TEXT EXTRACT:
────────────────────

KING Yeah, "Slayer are Nazis, fascists, communists" — all that fun shit. And of course we got the most flack for it in Germany. I was always like, "Read the lyrics and tell me what's offensive about it. Can you see it as a documentary, or do you think Slayer's preaching fucking World War II?" People get this thought in their heads — especially in Europe — and you'll never talk them out of it.
DAVE LOMBARDO We got dropped by Columbia because of that. I mean, "Auschwitz — the meaning of pain!" Any sympathizers with the Holocaust aren't gonna have any part of it. But they didn't see the deep meaning of it — it's just documented musical awareness. It's not necessarily for it — it's just something that Jeff discovered and wrote a song about.
HANNEMAN It was like, "Oh yeah — we're racists. We've got a Cuban and a Chilean in the band. Get real."
TOM ARAYA That was one thing I never understood. It's not like there's four white guys in the band.
CARROLL I was living in New Jersey in 1986, right around the time Reign in Blood came out, and the kids across the street loved Slayer. They must've been 14, 15 years old, and they had posters of the album cover all over their room. You know, it's a pretty grotesque cover. You see the guy with the bishop's hat? Right by his hand is his dick. No one ever caught that. Now look at the guy next to him — he's got one sticking out, too. So there's two big dicks on the cover, these kids had Slayer posters all over their room — and the best part is that their dad was a minister.
GLEN E. FRIEDMAN (PHOTOGRAPHER) My favorite thing was when Public Enemy sampled "Angel of Death" on "She Watch Channel Zero." That's fucking amazing.

────────────────────

INFORMATION SHOWN:
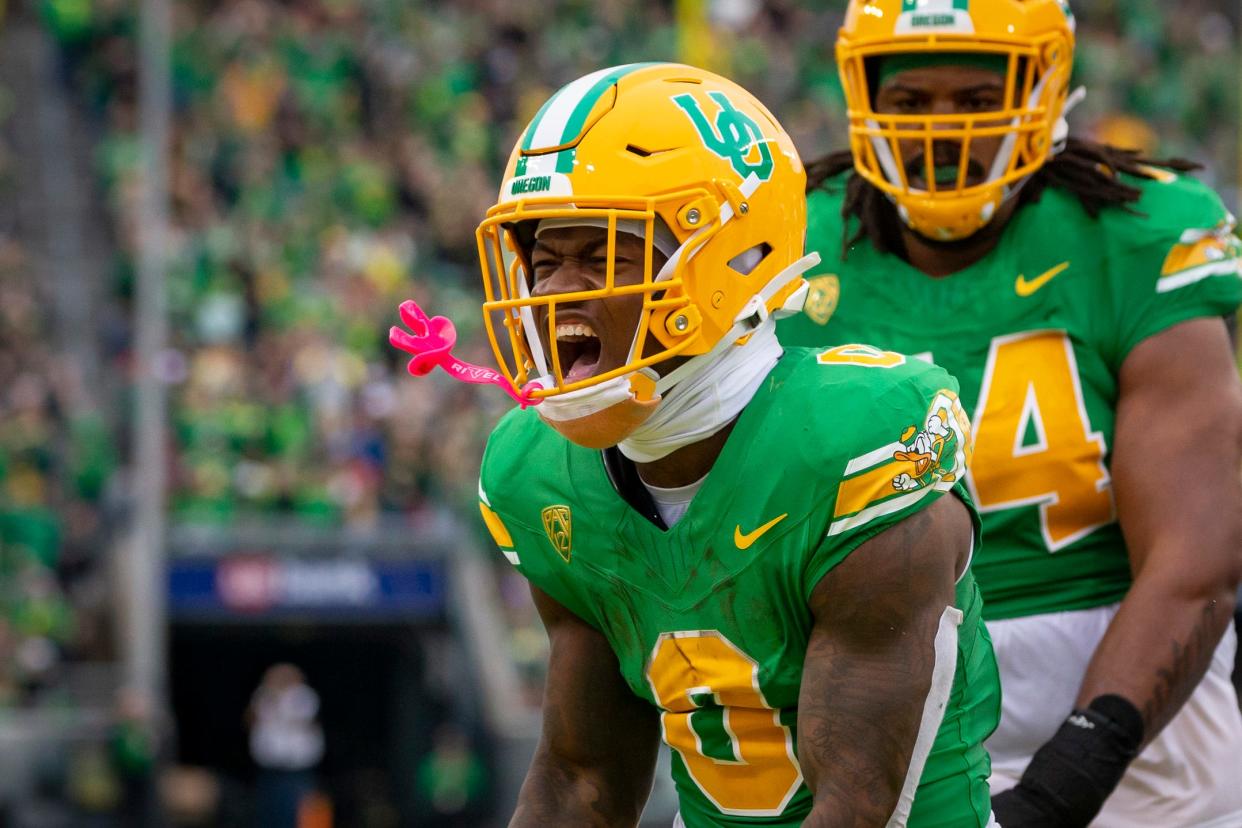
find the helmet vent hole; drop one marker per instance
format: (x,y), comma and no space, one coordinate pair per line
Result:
(748,260)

────────────────────

TASK DESCRIPTION:
Copy word for word the stretch of the Slayer oral history from "CARROLL I was" through "That's fucking amazing.".

THE RESULT:
CARROLL I was living in New Jersey in 1986, right around the time Reign in Blood came out, and the kids across the street loved Slayer. They must've been 14, 15 years old, and they had posters of the album cover all over their room. You know, it's a pretty grotesque cover. You see the guy with the bishop's hat? Right by his hand is his dick. No one ever caught that. Now look at the guy next to him — he's got one sticking out, too. So there's two big dicks on the cover, these kids had Slayer posters all over their room — and the best part is that their dad was a minister.
GLEN E. FRIEDMAN (PHOTOGRAPHER) My favorite thing was when Public Enemy sampled "Angel of Death" on "She Watch Channel Zero." That's fucking amazing.